## OBJECTIVE:
Print the range of lines that opens with the line containing "Check that one keypoint sits on every instance of the row" and closes with the last line of the listing. Include both ends; print nothing more.
********************
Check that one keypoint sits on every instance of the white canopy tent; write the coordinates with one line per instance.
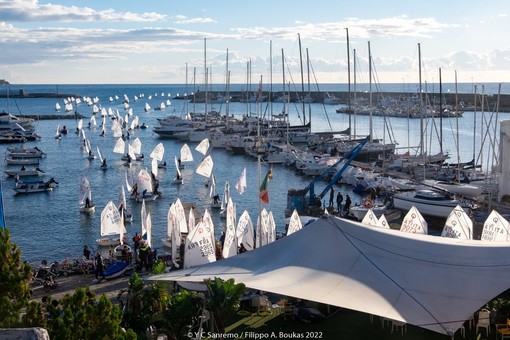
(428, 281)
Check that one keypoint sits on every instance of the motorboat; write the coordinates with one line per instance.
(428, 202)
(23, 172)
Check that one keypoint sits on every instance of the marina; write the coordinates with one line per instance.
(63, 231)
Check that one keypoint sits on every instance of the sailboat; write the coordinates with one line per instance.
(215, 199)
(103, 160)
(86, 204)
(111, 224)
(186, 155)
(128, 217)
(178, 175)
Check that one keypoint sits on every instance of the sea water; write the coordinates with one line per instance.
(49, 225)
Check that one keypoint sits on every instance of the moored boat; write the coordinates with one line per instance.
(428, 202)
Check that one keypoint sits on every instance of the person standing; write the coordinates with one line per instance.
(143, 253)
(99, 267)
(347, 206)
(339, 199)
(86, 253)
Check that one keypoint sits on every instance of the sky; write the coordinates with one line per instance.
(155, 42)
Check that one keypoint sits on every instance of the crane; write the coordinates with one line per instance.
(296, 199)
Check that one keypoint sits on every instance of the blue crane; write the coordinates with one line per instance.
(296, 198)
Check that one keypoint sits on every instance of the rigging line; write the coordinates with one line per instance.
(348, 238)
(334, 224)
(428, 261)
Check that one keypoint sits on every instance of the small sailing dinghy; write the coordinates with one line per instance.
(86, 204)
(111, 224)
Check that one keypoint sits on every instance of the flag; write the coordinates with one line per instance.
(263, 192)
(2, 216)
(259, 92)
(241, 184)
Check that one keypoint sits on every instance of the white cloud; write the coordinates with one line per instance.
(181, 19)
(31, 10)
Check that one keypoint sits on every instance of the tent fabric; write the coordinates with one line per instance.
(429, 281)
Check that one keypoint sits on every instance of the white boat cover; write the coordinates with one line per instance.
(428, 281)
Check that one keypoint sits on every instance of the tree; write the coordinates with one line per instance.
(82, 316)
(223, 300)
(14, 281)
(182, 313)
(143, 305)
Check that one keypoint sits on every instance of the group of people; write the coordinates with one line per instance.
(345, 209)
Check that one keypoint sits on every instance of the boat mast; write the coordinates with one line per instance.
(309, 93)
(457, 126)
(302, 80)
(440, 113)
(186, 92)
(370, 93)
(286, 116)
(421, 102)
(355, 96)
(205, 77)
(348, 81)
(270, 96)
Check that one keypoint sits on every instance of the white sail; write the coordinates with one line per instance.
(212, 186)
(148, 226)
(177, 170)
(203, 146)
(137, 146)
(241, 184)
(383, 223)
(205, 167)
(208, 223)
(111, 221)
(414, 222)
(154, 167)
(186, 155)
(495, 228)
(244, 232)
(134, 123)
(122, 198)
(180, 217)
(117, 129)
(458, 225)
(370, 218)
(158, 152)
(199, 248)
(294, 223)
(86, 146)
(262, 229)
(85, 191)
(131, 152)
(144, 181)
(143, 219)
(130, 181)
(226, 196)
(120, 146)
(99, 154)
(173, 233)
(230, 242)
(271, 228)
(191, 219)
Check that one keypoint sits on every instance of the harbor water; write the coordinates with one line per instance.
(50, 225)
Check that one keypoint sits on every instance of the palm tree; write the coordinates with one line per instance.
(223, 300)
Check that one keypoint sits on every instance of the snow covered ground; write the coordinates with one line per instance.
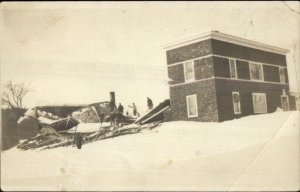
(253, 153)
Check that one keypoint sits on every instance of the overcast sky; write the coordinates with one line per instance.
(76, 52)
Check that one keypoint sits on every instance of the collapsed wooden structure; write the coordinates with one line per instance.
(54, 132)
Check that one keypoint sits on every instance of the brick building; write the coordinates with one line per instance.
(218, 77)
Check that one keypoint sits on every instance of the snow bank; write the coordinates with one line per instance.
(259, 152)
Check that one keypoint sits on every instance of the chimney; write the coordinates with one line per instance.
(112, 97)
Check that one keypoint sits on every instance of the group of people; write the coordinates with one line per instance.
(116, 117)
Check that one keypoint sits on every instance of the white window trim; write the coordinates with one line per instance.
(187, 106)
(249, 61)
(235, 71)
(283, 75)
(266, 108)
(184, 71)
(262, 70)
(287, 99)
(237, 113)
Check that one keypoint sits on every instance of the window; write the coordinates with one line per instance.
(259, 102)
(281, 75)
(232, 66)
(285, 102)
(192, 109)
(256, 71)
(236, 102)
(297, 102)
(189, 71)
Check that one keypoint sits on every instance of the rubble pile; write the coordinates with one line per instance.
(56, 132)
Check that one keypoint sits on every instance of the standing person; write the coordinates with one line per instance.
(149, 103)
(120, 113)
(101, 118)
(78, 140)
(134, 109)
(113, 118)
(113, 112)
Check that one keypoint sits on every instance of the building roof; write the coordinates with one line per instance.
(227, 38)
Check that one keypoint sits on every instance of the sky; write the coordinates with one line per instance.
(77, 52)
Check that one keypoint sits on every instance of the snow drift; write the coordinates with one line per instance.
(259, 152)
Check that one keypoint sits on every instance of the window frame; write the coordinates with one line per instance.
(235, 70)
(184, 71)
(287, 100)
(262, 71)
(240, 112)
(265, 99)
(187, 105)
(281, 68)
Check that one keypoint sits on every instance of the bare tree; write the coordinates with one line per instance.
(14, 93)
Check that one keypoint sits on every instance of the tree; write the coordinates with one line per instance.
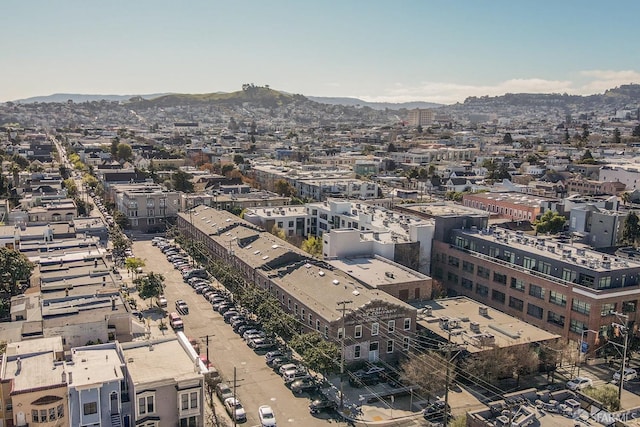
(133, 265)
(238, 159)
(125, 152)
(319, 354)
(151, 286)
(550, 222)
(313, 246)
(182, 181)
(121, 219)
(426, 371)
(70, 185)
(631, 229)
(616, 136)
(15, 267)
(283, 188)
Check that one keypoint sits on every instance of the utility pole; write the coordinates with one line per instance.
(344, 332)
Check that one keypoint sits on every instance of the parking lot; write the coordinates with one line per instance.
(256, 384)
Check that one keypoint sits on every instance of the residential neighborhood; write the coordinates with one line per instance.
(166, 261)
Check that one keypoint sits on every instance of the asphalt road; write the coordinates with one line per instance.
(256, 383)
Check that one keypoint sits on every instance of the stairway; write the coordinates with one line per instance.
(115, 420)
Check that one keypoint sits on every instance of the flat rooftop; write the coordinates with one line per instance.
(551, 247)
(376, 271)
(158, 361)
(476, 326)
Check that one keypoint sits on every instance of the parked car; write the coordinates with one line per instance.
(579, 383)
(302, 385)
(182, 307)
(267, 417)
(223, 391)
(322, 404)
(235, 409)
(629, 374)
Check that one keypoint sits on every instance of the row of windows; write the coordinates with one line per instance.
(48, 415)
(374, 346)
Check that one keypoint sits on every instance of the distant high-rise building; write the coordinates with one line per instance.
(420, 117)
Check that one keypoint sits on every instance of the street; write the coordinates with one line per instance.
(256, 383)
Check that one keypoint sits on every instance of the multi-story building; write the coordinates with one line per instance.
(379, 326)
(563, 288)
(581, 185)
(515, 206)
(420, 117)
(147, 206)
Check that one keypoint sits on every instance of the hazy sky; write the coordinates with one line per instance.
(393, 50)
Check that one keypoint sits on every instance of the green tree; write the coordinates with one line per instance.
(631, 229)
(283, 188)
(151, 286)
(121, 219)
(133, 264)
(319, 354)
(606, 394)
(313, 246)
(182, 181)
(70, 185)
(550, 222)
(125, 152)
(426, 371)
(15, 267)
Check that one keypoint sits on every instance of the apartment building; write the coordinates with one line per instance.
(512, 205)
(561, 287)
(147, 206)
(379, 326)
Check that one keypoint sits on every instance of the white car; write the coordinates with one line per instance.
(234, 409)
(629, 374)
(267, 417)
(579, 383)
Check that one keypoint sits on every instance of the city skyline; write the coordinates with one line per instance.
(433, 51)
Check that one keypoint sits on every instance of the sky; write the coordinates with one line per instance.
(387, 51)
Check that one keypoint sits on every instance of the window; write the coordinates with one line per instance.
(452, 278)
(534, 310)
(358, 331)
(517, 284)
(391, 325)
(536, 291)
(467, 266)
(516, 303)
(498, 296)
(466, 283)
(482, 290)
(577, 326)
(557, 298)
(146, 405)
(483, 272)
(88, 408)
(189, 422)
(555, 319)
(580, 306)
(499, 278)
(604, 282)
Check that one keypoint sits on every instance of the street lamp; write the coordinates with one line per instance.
********************
## FINISHED EXERCISE:
Check that one keypoint sits on every instance of the row of windows; write the coordinates with one line per instance.
(48, 415)
(374, 346)
Check that one keypoint sits on every instance of the distant high-rise building; write the coordinates with one line per instance.
(420, 117)
Check that one keypoint sits on every instance of the street; write the coordinates with one line per instance.
(256, 383)
Check that one keypoint sits on every instance of the multi-story building; write the coordinates with one line per instance.
(379, 326)
(563, 288)
(581, 185)
(515, 206)
(420, 117)
(147, 206)
Check that one keypoint sits on every instance of the hazy sky; write the coordinates with one line per instance.
(393, 50)
Check that one keypoint sits on every instance of the green tree; write the coordinates with one line per instance.
(631, 229)
(283, 188)
(151, 286)
(121, 219)
(133, 264)
(319, 354)
(606, 394)
(313, 246)
(182, 181)
(70, 185)
(550, 222)
(125, 152)
(426, 371)
(15, 267)
Check that one keypoint sits on every instance of the apartment building; write the coordinates with one line per instance.
(512, 205)
(561, 287)
(147, 206)
(379, 326)
Check that one keypoint sits on every instance of the white car; write the coordinates with one line per instance.
(234, 409)
(629, 374)
(267, 417)
(579, 383)
Check that one keypoint sits on every instance of the city skyline; write the coordinates with one line per instance.
(433, 51)
Check that one keypoint sits on every instance of the sky; write the coordinates with one line per instance.
(387, 51)
Check that one keypoint sits on every instance of the window; write the coordinates with one line per instance.
(452, 278)
(534, 310)
(358, 331)
(517, 284)
(391, 325)
(536, 291)
(467, 266)
(516, 303)
(498, 296)
(466, 283)
(482, 290)
(577, 326)
(557, 298)
(146, 405)
(483, 272)
(88, 408)
(189, 422)
(555, 319)
(580, 306)
(499, 278)
(604, 282)
Check that one keypoint sits on every instance of the street lamp; write the coordinates with one line per instance.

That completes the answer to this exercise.